* _Working data_:
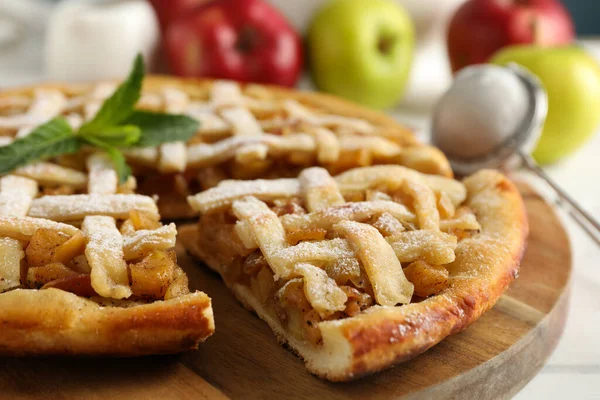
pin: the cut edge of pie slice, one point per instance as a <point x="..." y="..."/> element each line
<point x="484" y="262"/>
<point x="104" y="282"/>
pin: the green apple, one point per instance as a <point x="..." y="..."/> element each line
<point x="571" y="78"/>
<point x="362" y="50"/>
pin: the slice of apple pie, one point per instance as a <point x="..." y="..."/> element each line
<point x="246" y="132"/>
<point x="91" y="273"/>
<point x="367" y="269"/>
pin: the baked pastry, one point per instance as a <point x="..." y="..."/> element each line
<point x="246" y="132"/>
<point x="367" y="269"/>
<point x="91" y="273"/>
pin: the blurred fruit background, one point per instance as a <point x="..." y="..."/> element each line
<point x="396" y="55"/>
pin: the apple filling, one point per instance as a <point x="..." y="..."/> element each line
<point x="54" y="259"/>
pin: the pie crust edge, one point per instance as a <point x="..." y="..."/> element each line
<point x="56" y="322"/>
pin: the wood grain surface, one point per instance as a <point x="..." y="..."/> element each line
<point x="493" y="359"/>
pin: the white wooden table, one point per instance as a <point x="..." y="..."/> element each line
<point x="574" y="369"/>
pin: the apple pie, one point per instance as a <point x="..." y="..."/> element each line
<point x="365" y="269"/>
<point x="246" y="132"/>
<point x="88" y="268"/>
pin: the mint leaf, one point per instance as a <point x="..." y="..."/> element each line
<point x="121" y="167"/>
<point x="160" y="128"/>
<point x="119" y="106"/>
<point x="51" y="139"/>
<point x="123" y="170"/>
<point x="118" y="136"/>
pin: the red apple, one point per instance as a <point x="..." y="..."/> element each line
<point x="244" y="40"/>
<point x="481" y="27"/>
<point x="168" y="10"/>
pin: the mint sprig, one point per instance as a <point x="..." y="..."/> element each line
<point x="52" y="139"/>
<point x="116" y="125"/>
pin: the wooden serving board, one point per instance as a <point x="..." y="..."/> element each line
<point x="493" y="359"/>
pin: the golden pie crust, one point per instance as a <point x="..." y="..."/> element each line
<point x="485" y="263"/>
<point x="92" y="274"/>
<point x="248" y="131"/>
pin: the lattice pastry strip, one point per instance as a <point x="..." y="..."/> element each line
<point x="380" y="262"/>
<point x="327" y="225"/>
<point x="49" y="174"/>
<point x="16" y="194"/>
<point x="104" y="253"/>
<point x="76" y="207"/>
<point x="46" y="105"/>
<point x="333" y="140"/>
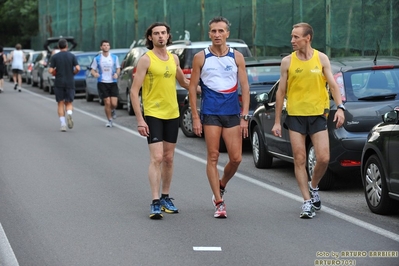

* _How to complete this task_:
In your copy, include every record word for word but no pictures.

* _Solution for this problem_:
pin: the cut edge of pie slice, one point per instance as a <point x="..." y="..."/> element each line
<point x="484" y="262"/>
<point x="104" y="282"/>
pin: the green apple, one point per instance as a <point x="..." y="..."/> element each line
<point x="571" y="78"/>
<point x="362" y="50"/>
pin: the slice of apple pie, one point per instance as a <point x="..." y="..."/> element each line
<point x="246" y="132"/>
<point x="91" y="273"/>
<point x="367" y="269"/>
pin: the baked pastry, one point per instance as a <point x="..." y="..."/> element each line
<point x="246" y="132"/>
<point x="367" y="269"/>
<point x="91" y="273"/>
pin: the blurred fruit background, one point per instance as a <point x="..." y="..."/> element each line
<point x="396" y="55"/>
pin: the apple filling, one point per instance as a <point x="..." y="..."/> element each line
<point x="54" y="259"/>
pin: the pie crust edge, one point per instance as a <point x="..." y="..."/> element each line
<point x="56" y="322"/>
pin: the wood grain surface, one point per instance as a <point x="..." y="..."/> element each line
<point x="493" y="359"/>
pin: the white wooden table, one point per instance as a <point x="..." y="..."/> element each line
<point x="574" y="369"/>
pin: the apple pie, one point per instance as a <point x="..." y="..."/> element each line
<point x="365" y="269"/>
<point x="246" y="132"/>
<point x="88" y="268"/>
pin: the mint leaf, one point per instance as a <point x="..." y="..."/> element each line
<point x="121" y="167"/>
<point x="160" y="128"/>
<point x="119" y="106"/>
<point x="51" y="139"/>
<point x="123" y="170"/>
<point x="118" y="136"/>
pin: the red apple, one point per instance as a <point x="..." y="..."/> element each line
<point x="244" y="40"/>
<point x="481" y="27"/>
<point x="168" y="10"/>
pin: the mint sprig, one point per instance as a <point x="..." y="..."/> element each line
<point x="52" y="139"/>
<point x="116" y="125"/>
pin: the wooden serving board, one point per instance as a <point x="..." y="..."/> element each line
<point x="493" y="359"/>
pin: the golden pie crust, one point per instance as a <point x="..." y="..."/> element each line
<point x="485" y="263"/>
<point x="92" y="274"/>
<point x="248" y="131"/>
pin: the lattice pastry strip, one point per instance as a <point x="..." y="..."/> element each line
<point x="380" y="262"/>
<point x="327" y="225"/>
<point x="49" y="174"/>
<point x="16" y="194"/>
<point x="104" y="253"/>
<point x="76" y="207"/>
<point x="46" y="105"/>
<point x="333" y="140"/>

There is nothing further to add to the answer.